Parmi les contenus populaires sur TikTok, des comptes dédiés à séparer le bon grain de l’ivraie entre ce qui est halal et haram. Pour faire passer leurs messages religieux, ce nouveau type d’influenceurs, incarnés aussi bien par des femmes que par des hommes, adoptent les codes des réseaux sociaux –qui pour la peine ne sont pas haram du tout– en les associant aux codes de la muslim fashion. Qamiss pour ces messieurs, khimar pour madame.
Sous les hashtags #islam, #métiers ou #haram, on nous indique ainsi quels sont les sept métiers haram en islam. Acteur, avocat, juge, mannequin, banquier, artiste, barbier… des professions diaboliques. On a aussi droit aux «trois choses haram même pendant le mariage», mais on passera sur les détails scabreux apportés par ces pseudos prêcheurs reconvertis en sexologues.
Parmi ces nouvelles stars, le dénommé Dr Frère Muz alias La Meute, qui se démarque quant à lui en nous expliquant ce qu’on pense être haram, mais qui en en fait ne l’est pas. Et ô joie, on découvre ainsi qu’on peut s’épiler entre les deux sourcils et qu’on n’a plus besoin de vivre en couple avec notre monosourcil… Dieu soit loué. Façon youtubeur avec le micro qui va avec et la pilosité qui lui confère la crédibilité du mec qui sait de quoi il parle, Frère Muz nous livre ses précieux conseils pour dit-il «éviter que tu glisses dans le vice d’Iblis à l’Hotel Ibis»... Oui, oui, il fallait la trouver celle-là.
---+---
Tâches à réaliser:
1. Dans le texte sur les influenceurs religieux de TikTok, sous quel alias Dr Frère Muz est-il aussi connu ?
2. Poursuivez le texte sur les influenceurs halal et haram de TikTok à partir de sa dernière phrase.
La liste qui suit est un matériau à part, sans lien avec le texte.

Jeu de données:
---+---
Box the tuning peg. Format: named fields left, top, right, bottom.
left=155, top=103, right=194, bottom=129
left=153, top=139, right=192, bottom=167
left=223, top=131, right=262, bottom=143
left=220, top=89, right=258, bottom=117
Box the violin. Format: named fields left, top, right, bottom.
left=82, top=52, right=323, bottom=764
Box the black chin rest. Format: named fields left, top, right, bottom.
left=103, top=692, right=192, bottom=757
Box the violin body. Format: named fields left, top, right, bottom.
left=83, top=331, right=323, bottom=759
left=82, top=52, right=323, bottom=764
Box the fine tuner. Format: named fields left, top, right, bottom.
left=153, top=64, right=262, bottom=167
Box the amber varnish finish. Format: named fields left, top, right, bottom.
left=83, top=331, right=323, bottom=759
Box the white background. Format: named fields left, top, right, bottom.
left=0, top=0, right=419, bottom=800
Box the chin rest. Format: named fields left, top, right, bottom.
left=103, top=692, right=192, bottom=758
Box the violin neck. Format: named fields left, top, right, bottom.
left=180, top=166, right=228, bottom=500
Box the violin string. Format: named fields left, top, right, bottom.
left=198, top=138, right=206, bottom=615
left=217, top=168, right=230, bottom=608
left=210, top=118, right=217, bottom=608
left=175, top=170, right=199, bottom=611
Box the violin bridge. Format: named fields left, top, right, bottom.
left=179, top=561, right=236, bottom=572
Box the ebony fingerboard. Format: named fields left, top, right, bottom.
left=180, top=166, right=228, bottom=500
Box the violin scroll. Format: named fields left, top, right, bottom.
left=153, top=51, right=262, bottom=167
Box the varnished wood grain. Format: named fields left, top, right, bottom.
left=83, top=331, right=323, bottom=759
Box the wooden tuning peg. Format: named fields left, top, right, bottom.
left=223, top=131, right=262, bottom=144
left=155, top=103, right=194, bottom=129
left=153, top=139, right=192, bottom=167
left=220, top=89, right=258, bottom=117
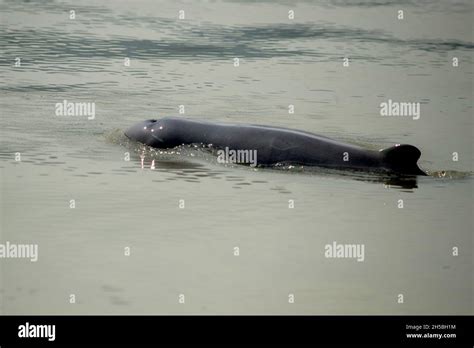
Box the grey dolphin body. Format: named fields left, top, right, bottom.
left=125, top=117, right=426, bottom=175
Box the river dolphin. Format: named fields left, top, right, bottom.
left=125, top=117, right=426, bottom=175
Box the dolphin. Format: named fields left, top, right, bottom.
left=125, top=117, right=427, bottom=176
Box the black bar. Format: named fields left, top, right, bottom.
left=0, top=316, right=474, bottom=348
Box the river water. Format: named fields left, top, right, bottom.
left=0, top=0, right=474, bottom=314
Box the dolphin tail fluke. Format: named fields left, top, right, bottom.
left=381, top=144, right=427, bottom=175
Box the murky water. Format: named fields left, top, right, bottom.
left=0, top=0, right=474, bottom=314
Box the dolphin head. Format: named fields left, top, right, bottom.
left=125, top=119, right=163, bottom=147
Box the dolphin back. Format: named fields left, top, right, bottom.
left=381, top=144, right=427, bottom=175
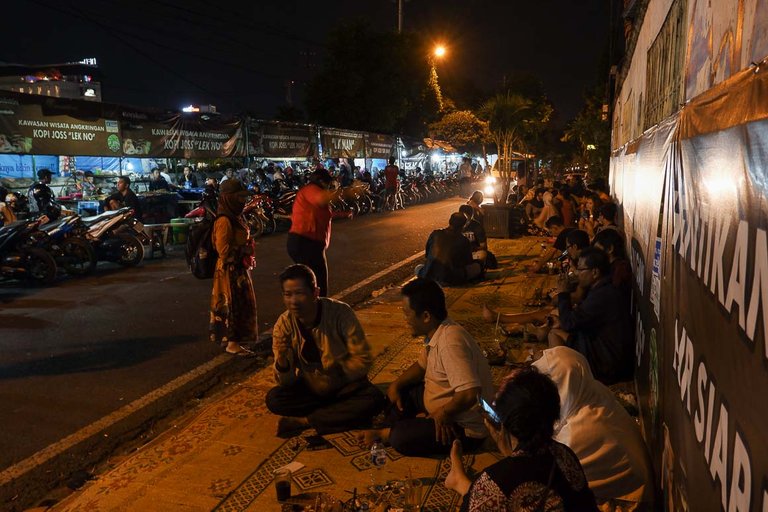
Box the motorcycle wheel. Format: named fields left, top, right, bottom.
left=61, top=238, right=96, bottom=276
left=115, top=233, right=144, bottom=267
left=25, top=247, right=56, bottom=285
left=360, top=196, right=373, bottom=214
left=250, top=213, right=264, bottom=238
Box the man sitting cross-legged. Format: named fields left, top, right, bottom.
left=266, top=265, right=385, bottom=437
left=416, top=212, right=483, bottom=286
left=483, top=229, right=589, bottom=341
left=363, top=278, right=493, bottom=456
left=548, top=247, right=635, bottom=384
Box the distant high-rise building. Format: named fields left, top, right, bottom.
left=0, top=58, right=101, bottom=101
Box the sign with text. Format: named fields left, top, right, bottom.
left=0, top=91, right=121, bottom=156
left=320, top=128, right=365, bottom=158
left=119, top=108, right=245, bottom=158
left=365, top=133, right=397, bottom=160
left=611, top=66, right=768, bottom=512
left=248, top=120, right=317, bottom=159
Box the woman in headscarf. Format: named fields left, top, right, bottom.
left=445, top=367, right=597, bottom=512
left=533, top=190, right=562, bottom=229
left=209, top=179, right=258, bottom=355
left=533, top=347, right=654, bottom=510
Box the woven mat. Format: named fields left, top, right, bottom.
left=54, top=238, right=584, bottom=512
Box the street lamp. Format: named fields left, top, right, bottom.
left=428, top=44, right=447, bottom=112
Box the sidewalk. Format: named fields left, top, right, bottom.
left=45, top=237, right=554, bottom=512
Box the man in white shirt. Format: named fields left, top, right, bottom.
left=364, top=278, right=494, bottom=456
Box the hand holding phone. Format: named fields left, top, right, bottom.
left=478, top=396, right=502, bottom=426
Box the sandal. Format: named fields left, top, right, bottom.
left=224, top=345, right=256, bottom=357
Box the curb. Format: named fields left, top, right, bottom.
left=0, top=251, right=424, bottom=512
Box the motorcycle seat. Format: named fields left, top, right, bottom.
left=80, top=210, right=120, bottom=227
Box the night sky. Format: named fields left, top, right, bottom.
left=0, top=0, right=609, bottom=123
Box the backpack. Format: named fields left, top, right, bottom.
left=184, top=216, right=228, bottom=279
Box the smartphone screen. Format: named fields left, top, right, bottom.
left=480, top=397, right=501, bottom=425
---+---
Réponses:
1. La Meute.

2.
Dans un autre registre encore, un autre influenceur et prêcheur du vendredi –qui pourrait tout à fait sortir de l’île de la tentation si ce n’était son qamiss blanc qui nous rappelait à l’ordre– nous apprend quant à lui qu’il y a des métiers qu’on exerce en pensant qu’ils sont halal, mais qui en fait ne le sont pas. Avec un air très sérieux qui vous fait comprendre qu’il n’est pas là pour rigoler vu que ça aussi ça doit être haram, il explique ainsi que c’est le cas du métier de policier, gendarme ou même militaire, car «c’est une manière d’accepter le gouvernement qui va donc juger par d’autres lois que celles d’Allah». Notre super muslim, tendance anarchiste donc, prévient aussi ceux et celles qui voudraient s’aventurer à bosser en tant que caissiers pour les enseignes françaises suivantes: «Aldi, Leadl, Super U ou encore Auchan». On y vend des choses illicites qui font que, CQFD, ton salaire devient illicite. On comprend mieux pourquoi certains préfèrent toucher des aides sociales plutôt que de bosser.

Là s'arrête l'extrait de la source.